Objective
Turn the lines below into a JSON list of strings, one string per line and no blank lines, starting at the line that contains "Find the baby's hand" and ending with the last line of the records.

==========

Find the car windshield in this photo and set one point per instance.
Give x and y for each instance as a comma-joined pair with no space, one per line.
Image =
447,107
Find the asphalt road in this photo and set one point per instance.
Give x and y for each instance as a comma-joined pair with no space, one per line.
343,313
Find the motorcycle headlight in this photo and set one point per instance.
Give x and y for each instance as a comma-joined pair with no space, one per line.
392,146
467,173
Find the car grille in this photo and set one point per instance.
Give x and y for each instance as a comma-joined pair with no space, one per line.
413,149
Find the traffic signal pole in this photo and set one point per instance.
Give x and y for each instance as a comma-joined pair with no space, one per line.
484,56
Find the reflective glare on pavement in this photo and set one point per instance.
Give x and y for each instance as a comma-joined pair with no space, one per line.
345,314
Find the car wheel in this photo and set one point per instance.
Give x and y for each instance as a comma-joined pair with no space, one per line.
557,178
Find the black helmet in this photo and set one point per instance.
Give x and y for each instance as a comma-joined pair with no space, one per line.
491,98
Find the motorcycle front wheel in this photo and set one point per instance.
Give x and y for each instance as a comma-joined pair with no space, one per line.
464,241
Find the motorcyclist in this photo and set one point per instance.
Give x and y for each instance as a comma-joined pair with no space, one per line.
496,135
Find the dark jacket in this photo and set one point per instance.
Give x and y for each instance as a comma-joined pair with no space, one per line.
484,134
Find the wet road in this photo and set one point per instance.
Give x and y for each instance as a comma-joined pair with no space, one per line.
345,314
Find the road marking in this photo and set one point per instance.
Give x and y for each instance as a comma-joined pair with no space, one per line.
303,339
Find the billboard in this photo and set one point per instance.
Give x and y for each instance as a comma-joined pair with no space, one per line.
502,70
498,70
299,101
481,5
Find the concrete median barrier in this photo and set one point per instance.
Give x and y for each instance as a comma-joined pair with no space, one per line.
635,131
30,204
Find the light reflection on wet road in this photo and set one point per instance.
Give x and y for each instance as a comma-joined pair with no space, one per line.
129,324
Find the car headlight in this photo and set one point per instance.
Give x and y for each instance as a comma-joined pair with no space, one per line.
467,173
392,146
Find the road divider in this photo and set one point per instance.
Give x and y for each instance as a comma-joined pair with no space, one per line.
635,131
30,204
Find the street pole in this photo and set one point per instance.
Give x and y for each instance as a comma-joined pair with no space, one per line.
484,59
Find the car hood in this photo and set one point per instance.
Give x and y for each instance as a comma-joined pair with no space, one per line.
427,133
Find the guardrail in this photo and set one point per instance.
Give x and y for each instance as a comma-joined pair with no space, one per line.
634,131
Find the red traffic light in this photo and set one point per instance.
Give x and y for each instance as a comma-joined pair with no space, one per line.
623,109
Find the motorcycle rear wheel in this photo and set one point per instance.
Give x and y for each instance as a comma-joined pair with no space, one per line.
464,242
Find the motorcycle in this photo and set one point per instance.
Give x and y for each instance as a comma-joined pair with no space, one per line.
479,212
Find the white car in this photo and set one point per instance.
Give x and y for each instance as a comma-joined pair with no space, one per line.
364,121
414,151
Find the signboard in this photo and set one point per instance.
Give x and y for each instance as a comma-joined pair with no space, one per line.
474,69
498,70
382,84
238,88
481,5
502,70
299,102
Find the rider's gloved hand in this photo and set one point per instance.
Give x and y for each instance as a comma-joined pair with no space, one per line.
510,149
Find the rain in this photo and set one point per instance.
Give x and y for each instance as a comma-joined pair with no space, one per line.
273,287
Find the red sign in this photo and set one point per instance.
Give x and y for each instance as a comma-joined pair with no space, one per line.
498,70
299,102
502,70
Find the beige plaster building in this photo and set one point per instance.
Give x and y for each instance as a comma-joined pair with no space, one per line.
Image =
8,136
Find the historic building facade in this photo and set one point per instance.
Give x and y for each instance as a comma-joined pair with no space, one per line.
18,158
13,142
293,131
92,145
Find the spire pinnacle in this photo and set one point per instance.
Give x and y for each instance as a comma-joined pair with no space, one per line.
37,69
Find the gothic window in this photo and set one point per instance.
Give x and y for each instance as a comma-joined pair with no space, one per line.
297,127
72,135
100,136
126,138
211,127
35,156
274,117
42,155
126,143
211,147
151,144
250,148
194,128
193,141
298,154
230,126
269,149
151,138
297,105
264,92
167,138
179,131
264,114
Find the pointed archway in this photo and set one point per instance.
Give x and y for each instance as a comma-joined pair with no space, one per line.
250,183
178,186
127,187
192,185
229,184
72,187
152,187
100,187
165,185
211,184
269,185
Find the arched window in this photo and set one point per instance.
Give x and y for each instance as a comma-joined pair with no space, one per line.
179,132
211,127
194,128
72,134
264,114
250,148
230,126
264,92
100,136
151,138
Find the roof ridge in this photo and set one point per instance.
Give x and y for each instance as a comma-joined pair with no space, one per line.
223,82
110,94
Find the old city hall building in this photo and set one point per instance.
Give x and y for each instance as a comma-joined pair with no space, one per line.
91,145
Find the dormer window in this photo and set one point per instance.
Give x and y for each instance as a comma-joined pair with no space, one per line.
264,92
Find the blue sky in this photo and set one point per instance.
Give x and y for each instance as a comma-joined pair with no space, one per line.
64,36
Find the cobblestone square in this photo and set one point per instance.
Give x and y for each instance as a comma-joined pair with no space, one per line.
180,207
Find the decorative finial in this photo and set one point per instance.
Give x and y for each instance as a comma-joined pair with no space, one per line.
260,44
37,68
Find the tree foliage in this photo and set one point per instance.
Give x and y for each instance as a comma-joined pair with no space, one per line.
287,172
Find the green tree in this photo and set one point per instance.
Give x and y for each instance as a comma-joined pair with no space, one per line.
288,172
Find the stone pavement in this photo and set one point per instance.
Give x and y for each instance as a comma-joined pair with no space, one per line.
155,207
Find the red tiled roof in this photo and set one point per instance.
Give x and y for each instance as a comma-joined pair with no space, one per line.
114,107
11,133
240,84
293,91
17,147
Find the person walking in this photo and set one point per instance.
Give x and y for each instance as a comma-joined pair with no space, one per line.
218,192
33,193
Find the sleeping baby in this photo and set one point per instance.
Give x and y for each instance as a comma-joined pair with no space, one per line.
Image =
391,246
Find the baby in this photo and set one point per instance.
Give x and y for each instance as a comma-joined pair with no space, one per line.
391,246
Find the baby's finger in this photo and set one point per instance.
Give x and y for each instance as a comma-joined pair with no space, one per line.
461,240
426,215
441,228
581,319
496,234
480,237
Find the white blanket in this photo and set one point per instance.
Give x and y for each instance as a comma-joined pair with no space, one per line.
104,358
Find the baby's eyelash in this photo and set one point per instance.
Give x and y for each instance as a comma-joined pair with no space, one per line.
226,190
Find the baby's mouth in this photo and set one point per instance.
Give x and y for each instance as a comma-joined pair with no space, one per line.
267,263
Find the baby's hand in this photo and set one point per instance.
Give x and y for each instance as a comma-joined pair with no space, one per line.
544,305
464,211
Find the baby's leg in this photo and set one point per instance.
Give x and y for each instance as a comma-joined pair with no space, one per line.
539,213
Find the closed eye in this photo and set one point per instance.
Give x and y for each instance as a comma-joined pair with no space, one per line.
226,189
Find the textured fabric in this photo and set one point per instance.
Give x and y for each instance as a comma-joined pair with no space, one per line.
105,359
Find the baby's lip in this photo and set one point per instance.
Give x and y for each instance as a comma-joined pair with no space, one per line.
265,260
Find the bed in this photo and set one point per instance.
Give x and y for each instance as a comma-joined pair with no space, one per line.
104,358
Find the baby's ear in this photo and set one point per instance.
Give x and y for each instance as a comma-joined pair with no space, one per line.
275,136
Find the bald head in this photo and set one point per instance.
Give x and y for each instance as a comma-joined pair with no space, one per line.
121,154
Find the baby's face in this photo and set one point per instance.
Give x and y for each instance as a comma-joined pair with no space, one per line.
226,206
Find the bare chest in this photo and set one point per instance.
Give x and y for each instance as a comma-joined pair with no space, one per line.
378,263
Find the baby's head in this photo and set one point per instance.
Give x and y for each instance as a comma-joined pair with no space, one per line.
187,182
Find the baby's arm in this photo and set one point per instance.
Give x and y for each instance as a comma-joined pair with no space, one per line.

==========

Worked answer
[
  "Find the baby's hand in this photo and set one point per instance.",
  "Give x and y for each instance as a comma-joined pair with no space, one per line.",
  "544,305",
  "464,211",
  "Find the baby's leg in this photo and set one point per instance.",
  "Give x and y for each instance as a comma-joined pair with no space, one per line.",
  "539,213",
  "Find the closed eye in this photo and set one point per instance.",
  "Give x and y for each instance as a comma-joined pair with no space, one per line.",
  "226,189",
  "Find the textured fabric in this photo and set one point per instance.",
  "Give x and y for each instance as a comma-joined pair with no space, one per line.",
  "105,359",
  "Find the baby's lip in this photo and set one point per instance.",
  "Give x and y for each instance as a comma-joined pair with no space, one per line.",
  "265,260",
  "Find the bed in this photo and set one point per instance.",
  "Give x and y for each instance as a comma-joined pair with no space, one per line.",
  "104,358",
  "Find the baby's ear in this photo and set one point per instance.",
  "Give x and y for each instance as a comma-joined pair with no space, one per line.",
  "275,136",
  "Find the bald head in this photo and set one point per instance.",
  "Give x and y for each instance as a comma-joined pair with no space, one per line.",
  "121,154",
  "Find the baby's face in this photo and set one point per instance.",
  "Give x and y for each instance as a comma-joined pair with no space, one per line.",
  "226,206",
  "Find the bare chest in this photo and set one point per instance.",
  "Give x and y for each instance as a comma-joined pair with no space, one per line.",
  "378,263",
  "Find the baby's head in this photo and set one point per instance.",
  "Give x and y for each instance as a comma-joined pair with no space, one per line.",
  "187,182",
  "Find the baby's arm in this photo and set one point per instance.",
  "Give x and y for each instance as a comma-joined pair with no space, one per line."
]